─── TASK DATA ───

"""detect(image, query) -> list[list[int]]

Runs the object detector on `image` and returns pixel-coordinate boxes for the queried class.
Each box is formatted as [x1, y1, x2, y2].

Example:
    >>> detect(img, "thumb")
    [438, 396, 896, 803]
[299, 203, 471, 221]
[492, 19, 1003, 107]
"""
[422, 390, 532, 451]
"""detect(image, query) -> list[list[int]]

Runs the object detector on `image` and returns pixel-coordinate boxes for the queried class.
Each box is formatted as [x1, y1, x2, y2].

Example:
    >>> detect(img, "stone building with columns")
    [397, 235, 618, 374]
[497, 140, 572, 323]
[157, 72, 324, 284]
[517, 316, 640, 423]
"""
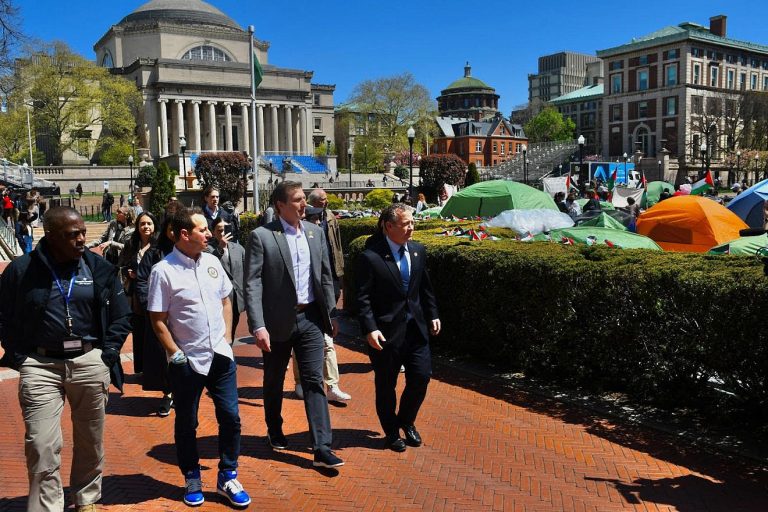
[93, 0, 335, 170]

───

▸ WHAT YOU HAVE TO DO
Each line of the material needs to be given again exactly, without any of its pictures.

▸ ANSWER TO THE PROBLEM
"""detect(image, query) -> list[list[int]]

Runs the object detector on `image` and returns pixel-coordinate boxes for the queried class.
Each box is formatted as [x1, y1, x2, y2].

Example:
    >>> detect(img, "thumb")
    [438, 396, 896, 803]
[299, 203, 471, 221]
[492, 19, 1003, 107]
"""
[422, 390, 532, 451]
"""detect(image, query) -> list[list[int]]

Runs the object detector on `image` and returns pixel-coordinate boxes for the queried class.
Each box is formatted as [x1, y1, x2, y2].

Example:
    >>> detect(img, "stone building with columns")
    [397, 235, 618, 374]
[497, 140, 572, 323]
[157, 72, 324, 284]
[517, 316, 640, 423]
"""
[93, 0, 335, 170]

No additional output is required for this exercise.